Task goal:
The entries should be written out again exactly as they read.

Record set:
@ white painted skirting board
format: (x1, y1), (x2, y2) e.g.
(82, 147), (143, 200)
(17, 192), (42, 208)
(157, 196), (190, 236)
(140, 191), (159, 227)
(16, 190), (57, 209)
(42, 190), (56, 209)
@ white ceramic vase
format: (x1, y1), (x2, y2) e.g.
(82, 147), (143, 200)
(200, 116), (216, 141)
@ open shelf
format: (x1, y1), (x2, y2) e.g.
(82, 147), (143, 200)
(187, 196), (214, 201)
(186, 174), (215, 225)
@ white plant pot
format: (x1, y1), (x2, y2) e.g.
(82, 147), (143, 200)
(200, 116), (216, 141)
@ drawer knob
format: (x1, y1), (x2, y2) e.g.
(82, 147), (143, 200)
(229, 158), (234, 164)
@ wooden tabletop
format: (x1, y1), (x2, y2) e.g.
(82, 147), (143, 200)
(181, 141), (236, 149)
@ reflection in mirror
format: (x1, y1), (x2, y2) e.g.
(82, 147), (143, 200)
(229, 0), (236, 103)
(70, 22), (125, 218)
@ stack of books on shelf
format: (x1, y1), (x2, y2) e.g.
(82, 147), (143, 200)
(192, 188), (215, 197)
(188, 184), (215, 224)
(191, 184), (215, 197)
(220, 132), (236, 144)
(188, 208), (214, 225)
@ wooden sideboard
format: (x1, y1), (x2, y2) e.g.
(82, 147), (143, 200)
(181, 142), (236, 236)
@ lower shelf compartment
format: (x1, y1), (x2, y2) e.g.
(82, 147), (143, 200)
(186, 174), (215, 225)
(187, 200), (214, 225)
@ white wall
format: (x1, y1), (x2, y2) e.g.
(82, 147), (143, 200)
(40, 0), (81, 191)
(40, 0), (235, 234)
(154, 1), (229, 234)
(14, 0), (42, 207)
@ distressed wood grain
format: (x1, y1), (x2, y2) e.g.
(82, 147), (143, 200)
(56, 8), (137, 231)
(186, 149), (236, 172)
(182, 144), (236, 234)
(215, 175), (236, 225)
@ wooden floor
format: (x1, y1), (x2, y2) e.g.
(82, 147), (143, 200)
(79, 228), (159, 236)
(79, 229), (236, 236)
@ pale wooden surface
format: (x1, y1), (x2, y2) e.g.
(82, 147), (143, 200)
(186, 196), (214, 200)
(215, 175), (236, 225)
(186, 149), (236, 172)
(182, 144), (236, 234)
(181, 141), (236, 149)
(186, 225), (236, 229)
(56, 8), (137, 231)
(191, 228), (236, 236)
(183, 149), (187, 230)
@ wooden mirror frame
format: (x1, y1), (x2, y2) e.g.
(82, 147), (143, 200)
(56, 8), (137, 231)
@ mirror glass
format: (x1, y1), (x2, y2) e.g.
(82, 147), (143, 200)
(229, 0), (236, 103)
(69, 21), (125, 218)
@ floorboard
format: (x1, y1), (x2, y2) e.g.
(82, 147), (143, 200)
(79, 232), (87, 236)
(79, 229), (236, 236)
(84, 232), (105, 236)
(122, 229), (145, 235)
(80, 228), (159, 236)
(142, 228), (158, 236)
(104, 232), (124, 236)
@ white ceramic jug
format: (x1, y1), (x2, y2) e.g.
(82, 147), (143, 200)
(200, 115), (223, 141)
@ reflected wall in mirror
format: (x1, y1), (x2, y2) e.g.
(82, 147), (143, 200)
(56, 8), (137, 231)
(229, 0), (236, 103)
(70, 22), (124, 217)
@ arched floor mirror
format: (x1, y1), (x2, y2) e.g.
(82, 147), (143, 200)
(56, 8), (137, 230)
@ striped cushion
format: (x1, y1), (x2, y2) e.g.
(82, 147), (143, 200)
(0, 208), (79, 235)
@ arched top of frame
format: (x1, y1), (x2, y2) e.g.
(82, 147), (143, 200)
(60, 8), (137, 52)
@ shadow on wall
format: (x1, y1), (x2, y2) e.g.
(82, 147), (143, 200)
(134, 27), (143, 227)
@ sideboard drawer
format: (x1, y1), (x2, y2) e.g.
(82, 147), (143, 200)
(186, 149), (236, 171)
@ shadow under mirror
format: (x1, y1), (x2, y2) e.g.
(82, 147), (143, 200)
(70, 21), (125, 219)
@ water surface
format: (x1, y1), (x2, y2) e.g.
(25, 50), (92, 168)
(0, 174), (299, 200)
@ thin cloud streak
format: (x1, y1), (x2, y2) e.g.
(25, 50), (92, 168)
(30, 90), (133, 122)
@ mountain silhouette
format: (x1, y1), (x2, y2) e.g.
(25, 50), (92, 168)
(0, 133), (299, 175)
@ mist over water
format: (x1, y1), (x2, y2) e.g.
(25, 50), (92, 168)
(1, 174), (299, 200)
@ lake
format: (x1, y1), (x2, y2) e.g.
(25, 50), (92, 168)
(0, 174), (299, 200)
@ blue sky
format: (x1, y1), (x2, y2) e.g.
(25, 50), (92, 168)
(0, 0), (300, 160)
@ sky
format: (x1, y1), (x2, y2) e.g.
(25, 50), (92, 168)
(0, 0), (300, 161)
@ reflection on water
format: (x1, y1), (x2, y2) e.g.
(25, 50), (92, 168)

Exercise solution:
@ white painted skirting board
format: (x1, y1), (x2, y2) e.g.
(82, 147), (143, 200)
(17, 192), (42, 208)
(157, 196), (190, 236)
(140, 191), (159, 227)
(16, 190), (57, 209)
(42, 190), (56, 209)
@ white ceramic vase
format: (x1, y1), (x2, y2) e.g.
(82, 147), (143, 200)
(200, 116), (216, 141)
@ open shelf
format: (x1, y1), (x2, y2) e.g.
(82, 147), (143, 200)
(187, 196), (214, 201)
(186, 174), (215, 225)
@ white plant pot
format: (x1, y1), (x2, y2) e.g.
(82, 147), (143, 200)
(200, 116), (216, 141)
@ drawer knob
format: (x1, y1), (x2, y2) e.g.
(82, 147), (143, 200)
(229, 158), (234, 164)
@ wooden tabletop
format: (x1, y1), (x2, y2) e.g.
(82, 147), (143, 200)
(181, 141), (236, 149)
@ reflection in mirror
format: (x1, y1), (x2, y2) e.g.
(82, 147), (143, 200)
(229, 0), (236, 103)
(70, 22), (125, 218)
@ stack of books on shelf
format: (x1, y1), (x2, y2) e.g.
(82, 147), (143, 200)
(192, 188), (215, 197)
(188, 184), (215, 224)
(191, 184), (215, 197)
(220, 132), (236, 144)
(188, 208), (214, 225)
@ wooden sideboard
format: (x1, y1), (x2, y2) e.g.
(82, 147), (143, 200)
(181, 142), (236, 236)
@ lower shelf compartment
format: (x1, y1), (x2, y2) e.g.
(82, 147), (143, 200)
(186, 174), (215, 225)
(187, 200), (214, 225)
@ white wall
format: (x1, y1), (x2, y2) e.g.
(82, 147), (143, 200)
(40, 0), (81, 191)
(40, 0), (235, 234)
(154, 1), (229, 234)
(14, 0), (42, 207)
@ distressed wood grain
format: (x1, y1), (x2, y2) e.g.
(82, 147), (143, 200)
(56, 8), (137, 231)
(186, 149), (236, 172)
(182, 144), (236, 234)
(215, 175), (236, 225)
@ wooden floor
format: (x1, y1), (x2, y2) e.g.
(82, 147), (143, 200)
(79, 228), (159, 236)
(79, 229), (236, 236)
@ pale wooden surface
format: (x1, y1), (x2, y2) e.g.
(82, 147), (143, 200)
(186, 196), (214, 200)
(215, 175), (236, 225)
(186, 149), (236, 172)
(182, 144), (236, 234)
(181, 141), (236, 149)
(186, 225), (236, 229)
(56, 8), (137, 231)
(191, 228), (236, 236)
(183, 149), (187, 230)
@ wooden mirror frame
format: (x1, y1), (x2, y2) e.g.
(82, 147), (143, 200)
(56, 8), (137, 231)
@ mirror glass
format: (x1, y1), (x2, y2) e.g.
(82, 147), (143, 200)
(229, 0), (236, 103)
(69, 21), (125, 218)
@ floorboard
format: (x1, y1), (x2, y2) e.g.
(82, 147), (143, 200)
(79, 232), (87, 236)
(79, 229), (236, 236)
(84, 232), (105, 236)
(122, 229), (145, 235)
(80, 228), (159, 236)
(142, 228), (158, 236)
(104, 232), (124, 236)
@ white ceramic jug
format: (x1, y1), (x2, y2) e.g.
(82, 147), (143, 200)
(200, 115), (223, 141)
@ reflected wall in mirror
format: (x1, y1), (x2, y2) e.g.
(82, 147), (143, 200)
(56, 8), (137, 231)
(229, 0), (236, 103)
(70, 22), (124, 217)
@ arched floor mirror
format: (x1, y1), (x2, y2) e.g.
(82, 147), (143, 200)
(56, 8), (137, 230)
@ striped cushion
format: (x1, y1), (x2, y2) e.g.
(82, 147), (143, 200)
(0, 208), (79, 235)
@ arched top of frame
format: (x1, y1), (x2, y2) e.g.
(82, 147), (143, 200)
(60, 8), (137, 52)
@ shadow on wall
format: (x1, y1), (x2, y2) e.g.
(82, 147), (143, 200)
(134, 27), (143, 227)
@ sideboard drawer
format: (x1, y1), (x2, y2) e.g.
(82, 147), (143, 200)
(186, 149), (236, 171)
@ shadow under mirror
format: (x1, y1), (x2, y2) e.g.
(82, 147), (143, 200)
(70, 21), (125, 219)
@ water surface
format: (x1, y1), (x2, y2) e.g.
(25, 50), (92, 168)
(0, 174), (299, 200)
@ thin cloud streak
format: (x1, y1), (x2, y2) e.g.
(25, 50), (92, 168)
(30, 90), (133, 122)
@ mountain silhouette
format: (x1, y1), (x2, y2) e.g.
(25, 50), (92, 168)
(0, 133), (299, 175)
@ mist over water
format: (x1, y1), (x2, y2) e.g.
(25, 50), (92, 168)
(1, 174), (299, 200)
@ lake
format: (x1, y1), (x2, y2) e.g.
(25, 50), (92, 168)
(0, 174), (299, 200)
@ blue sky
format: (x1, y1), (x2, y2) e.g.
(25, 50), (92, 168)
(0, 0), (300, 160)
@ sky
format: (x1, y1), (x2, y2) e.g.
(25, 50), (92, 168)
(0, 0), (300, 161)
@ reflection on water
format: (x1, y1), (x2, y2) e.g.
(25, 50), (92, 168)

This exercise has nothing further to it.